**Objective:**
Rewrite the records as a Markdown table with the columns "Row" and "Line", beginning at the line containing "like [(117, 436)]." and continuing through the line containing "[(168, 310)]". Give one numbered row per line, skipping any blank lines.

====================

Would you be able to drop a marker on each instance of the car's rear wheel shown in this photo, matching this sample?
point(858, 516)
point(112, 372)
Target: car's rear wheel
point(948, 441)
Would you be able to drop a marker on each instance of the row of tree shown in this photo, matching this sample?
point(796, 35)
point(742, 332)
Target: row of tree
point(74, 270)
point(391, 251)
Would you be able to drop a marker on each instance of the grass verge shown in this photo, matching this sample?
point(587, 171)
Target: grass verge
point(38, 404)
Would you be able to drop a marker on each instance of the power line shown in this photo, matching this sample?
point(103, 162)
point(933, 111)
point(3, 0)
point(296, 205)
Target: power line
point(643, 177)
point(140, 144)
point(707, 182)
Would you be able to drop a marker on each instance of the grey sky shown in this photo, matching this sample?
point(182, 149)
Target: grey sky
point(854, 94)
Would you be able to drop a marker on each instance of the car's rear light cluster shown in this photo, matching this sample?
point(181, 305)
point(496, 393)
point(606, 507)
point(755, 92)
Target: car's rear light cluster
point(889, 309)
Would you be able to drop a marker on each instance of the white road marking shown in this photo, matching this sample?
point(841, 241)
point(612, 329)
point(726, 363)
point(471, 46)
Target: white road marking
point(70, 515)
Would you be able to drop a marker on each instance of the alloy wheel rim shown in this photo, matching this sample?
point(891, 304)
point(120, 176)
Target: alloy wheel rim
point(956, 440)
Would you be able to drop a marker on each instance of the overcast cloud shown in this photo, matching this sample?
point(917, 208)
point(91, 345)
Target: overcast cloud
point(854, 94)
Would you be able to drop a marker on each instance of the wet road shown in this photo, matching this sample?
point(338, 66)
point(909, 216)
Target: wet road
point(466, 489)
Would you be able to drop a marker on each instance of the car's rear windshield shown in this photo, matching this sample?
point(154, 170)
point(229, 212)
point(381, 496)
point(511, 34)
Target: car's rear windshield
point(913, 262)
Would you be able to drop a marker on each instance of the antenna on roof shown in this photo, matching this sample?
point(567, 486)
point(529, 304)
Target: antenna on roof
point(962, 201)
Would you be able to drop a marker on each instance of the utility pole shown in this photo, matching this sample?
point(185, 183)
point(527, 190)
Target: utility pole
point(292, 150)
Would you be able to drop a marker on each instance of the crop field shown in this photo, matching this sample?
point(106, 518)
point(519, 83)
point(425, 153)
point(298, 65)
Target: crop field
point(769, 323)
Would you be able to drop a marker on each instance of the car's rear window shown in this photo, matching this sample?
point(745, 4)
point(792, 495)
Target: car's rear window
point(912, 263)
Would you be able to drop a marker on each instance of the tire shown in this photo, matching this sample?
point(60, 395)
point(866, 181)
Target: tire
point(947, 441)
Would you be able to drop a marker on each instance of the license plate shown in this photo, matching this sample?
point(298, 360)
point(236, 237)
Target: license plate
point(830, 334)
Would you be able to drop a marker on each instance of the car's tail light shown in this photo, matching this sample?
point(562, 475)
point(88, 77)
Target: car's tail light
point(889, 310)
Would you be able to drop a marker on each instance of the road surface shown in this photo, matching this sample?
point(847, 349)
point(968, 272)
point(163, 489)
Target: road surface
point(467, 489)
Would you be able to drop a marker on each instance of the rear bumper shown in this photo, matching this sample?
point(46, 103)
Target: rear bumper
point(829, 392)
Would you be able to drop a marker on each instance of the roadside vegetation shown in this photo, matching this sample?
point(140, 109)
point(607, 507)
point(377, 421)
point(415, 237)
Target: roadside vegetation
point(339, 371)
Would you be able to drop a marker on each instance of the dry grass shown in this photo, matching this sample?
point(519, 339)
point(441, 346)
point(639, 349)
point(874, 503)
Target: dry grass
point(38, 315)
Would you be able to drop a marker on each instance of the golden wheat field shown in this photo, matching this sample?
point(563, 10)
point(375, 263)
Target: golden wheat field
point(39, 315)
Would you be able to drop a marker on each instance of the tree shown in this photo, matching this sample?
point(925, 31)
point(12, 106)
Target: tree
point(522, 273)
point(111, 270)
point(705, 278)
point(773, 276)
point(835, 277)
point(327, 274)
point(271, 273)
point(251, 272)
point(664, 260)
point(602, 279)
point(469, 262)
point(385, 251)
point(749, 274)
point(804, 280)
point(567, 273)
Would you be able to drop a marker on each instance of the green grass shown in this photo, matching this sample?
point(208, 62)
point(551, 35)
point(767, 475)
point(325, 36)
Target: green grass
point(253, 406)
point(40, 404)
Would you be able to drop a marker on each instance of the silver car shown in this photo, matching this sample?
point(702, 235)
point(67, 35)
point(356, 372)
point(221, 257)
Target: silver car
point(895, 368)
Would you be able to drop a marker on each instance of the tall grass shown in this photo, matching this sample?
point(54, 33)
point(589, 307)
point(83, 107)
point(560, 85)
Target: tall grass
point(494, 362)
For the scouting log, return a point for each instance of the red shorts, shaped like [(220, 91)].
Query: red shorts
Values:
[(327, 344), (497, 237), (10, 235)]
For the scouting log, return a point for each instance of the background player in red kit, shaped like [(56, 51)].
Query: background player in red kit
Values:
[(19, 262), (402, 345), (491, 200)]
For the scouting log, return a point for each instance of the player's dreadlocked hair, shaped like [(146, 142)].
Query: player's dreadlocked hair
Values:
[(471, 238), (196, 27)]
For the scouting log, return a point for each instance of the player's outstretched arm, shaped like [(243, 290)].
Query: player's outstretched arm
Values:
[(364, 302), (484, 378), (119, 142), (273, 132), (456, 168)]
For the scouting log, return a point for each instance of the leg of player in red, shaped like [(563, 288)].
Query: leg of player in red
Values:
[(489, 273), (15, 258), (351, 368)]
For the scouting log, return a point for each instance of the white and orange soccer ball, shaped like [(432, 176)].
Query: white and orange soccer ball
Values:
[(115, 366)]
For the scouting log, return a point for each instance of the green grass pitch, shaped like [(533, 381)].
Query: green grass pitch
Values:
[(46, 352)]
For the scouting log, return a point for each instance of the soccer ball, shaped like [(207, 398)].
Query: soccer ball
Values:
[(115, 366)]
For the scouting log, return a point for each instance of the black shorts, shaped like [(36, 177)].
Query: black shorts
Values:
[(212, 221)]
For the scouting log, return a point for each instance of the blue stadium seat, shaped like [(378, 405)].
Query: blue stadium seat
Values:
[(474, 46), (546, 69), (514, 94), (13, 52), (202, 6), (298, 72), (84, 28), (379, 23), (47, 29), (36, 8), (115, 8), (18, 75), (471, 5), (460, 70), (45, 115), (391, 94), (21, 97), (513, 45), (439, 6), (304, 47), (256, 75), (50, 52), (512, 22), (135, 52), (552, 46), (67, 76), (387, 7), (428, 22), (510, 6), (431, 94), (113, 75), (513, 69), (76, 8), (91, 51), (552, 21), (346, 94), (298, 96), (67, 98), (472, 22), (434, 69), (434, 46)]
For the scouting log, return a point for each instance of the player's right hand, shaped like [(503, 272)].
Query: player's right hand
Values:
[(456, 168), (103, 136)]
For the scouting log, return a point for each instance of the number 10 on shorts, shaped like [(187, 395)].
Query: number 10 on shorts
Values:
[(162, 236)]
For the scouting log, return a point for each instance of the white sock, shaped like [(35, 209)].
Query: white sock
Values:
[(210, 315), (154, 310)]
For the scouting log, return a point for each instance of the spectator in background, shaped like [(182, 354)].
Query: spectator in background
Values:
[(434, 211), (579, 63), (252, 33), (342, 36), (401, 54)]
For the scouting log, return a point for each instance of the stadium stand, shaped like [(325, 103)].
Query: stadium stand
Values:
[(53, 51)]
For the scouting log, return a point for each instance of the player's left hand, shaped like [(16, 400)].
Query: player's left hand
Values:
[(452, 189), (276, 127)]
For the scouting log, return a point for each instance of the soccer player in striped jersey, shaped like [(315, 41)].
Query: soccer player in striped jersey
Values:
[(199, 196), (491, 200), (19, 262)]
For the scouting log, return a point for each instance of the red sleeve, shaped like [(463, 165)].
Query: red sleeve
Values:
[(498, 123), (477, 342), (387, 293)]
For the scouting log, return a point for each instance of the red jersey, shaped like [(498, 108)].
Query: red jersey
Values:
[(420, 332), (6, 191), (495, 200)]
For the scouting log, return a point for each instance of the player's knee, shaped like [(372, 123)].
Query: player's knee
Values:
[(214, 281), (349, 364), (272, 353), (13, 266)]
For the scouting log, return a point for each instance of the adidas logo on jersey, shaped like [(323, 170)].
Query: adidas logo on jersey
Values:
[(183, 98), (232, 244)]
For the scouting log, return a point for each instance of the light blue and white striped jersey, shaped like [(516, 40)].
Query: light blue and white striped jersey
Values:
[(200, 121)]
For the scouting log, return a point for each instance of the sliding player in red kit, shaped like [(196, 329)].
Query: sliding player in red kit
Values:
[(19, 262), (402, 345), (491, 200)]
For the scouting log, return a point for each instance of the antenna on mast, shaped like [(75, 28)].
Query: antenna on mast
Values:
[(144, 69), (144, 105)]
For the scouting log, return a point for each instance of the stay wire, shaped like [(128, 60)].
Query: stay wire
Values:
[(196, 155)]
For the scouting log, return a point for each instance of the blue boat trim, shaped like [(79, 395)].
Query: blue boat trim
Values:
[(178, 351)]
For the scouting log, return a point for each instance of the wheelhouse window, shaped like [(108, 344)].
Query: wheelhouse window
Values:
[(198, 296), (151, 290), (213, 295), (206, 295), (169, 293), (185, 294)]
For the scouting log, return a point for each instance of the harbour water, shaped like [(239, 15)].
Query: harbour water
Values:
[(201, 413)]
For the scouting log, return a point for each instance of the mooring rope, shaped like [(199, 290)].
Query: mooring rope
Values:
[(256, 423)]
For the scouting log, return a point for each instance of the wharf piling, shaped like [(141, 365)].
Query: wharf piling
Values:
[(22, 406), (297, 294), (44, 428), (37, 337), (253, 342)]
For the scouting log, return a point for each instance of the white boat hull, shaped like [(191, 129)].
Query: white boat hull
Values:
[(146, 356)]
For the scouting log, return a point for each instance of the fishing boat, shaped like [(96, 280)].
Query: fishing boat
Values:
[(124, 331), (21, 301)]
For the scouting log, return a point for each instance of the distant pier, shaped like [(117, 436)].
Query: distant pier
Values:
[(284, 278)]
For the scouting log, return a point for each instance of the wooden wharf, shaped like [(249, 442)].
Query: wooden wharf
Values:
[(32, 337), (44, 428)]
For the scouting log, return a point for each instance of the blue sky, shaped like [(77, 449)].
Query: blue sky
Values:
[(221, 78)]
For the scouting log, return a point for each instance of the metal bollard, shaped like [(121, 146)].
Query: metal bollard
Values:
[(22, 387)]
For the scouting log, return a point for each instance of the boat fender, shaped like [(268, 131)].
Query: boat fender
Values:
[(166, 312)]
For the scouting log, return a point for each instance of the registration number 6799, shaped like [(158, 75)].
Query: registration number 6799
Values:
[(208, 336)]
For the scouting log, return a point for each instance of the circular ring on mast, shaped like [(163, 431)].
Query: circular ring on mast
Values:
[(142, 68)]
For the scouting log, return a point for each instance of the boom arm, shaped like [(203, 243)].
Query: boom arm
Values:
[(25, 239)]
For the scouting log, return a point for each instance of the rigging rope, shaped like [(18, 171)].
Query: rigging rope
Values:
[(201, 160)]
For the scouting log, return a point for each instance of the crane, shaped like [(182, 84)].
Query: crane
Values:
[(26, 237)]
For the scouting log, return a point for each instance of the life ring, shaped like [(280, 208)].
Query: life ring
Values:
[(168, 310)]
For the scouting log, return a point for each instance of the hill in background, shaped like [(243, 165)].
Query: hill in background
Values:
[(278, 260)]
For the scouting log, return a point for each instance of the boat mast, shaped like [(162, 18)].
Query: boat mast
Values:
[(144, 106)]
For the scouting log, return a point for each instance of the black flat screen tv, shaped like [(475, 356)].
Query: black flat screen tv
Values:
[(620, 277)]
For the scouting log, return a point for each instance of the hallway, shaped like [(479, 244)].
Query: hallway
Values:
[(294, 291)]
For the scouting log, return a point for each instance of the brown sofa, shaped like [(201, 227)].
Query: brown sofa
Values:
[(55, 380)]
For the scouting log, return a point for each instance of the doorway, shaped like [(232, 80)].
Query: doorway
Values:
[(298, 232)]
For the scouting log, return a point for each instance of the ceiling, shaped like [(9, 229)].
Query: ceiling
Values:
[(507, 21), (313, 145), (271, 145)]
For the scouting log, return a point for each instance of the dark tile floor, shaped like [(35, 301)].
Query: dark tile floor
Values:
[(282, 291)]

====================

**Answer:**
| Row | Line |
|---|---|
| 1 | For the scouting log, return a point for each instance of the distant pier, shaped like [(117, 436)]. |
| 2 | Query: distant pier |
| 3 | Values: |
| 4 | [(284, 278)] |
| 5 | For the scouting log, return a point for each instance of the wooden wharf, shaped like [(249, 442)]. |
| 6 | Query: wooden wharf |
| 7 | Values: |
| 8 | [(32, 337), (44, 428)] |
| 9 | For the scouting log, return a point for each instance of the blue sky, shaped like [(77, 449)]. |
| 10 | Query: blue sky |
| 11 | Values: |
| 12 | [(221, 78)] |
| 13 | For the scouting log, return a point for each instance of the metal bollard, shaped like [(121, 146)]. |
| 14 | Query: metal bollard |
| 15 | Values: |
| 16 | [(22, 387)] |
| 17 | For the scouting log, return a point for each instance of the boat fender, shaped like [(268, 131)]. |
| 18 | Query: boat fender |
| 19 | Values: |
| 20 | [(166, 312)] |
| 21 | For the scouting log, return a point for each instance of the registration number 6799, shaped like [(158, 75)]. |
| 22 | Query: registration number 6799 |
| 23 | Values: |
| 24 | [(208, 336)] |
| 25 | For the scouting log, return a point for each instance of the circular ring on mast, shaped like [(163, 431)]. |
| 26 | Query: circular ring on mast |
| 27 | Values: |
| 28 | [(142, 68)] |
| 29 | For the scouting log, return a point for each instance of the boom arm, shaped like [(203, 243)]. |
| 30 | Query: boom arm |
| 31 | Values: |
| 32 | [(25, 239)] |
| 33 | For the scouting log, return a point for each instance of the rigging rope, shaped like [(18, 171)]. |
| 34 | Query: rigging rope |
| 35 | Values: |
| 36 | [(201, 160)] |
| 37 | For the scouting log, return a point for each instance of the crane, shaped like [(182, 84)]. |
| 38 | Query: crane |
| 39 | Values: |
| 40 | [(26, 237)] |
| 41 | For the scouting log, return a point for each instance of the life ring, shaped like [(280, 208)]. |
| 42 | Query: life ring |
| 43 | Values: |
| 44 | [(168, 310)] |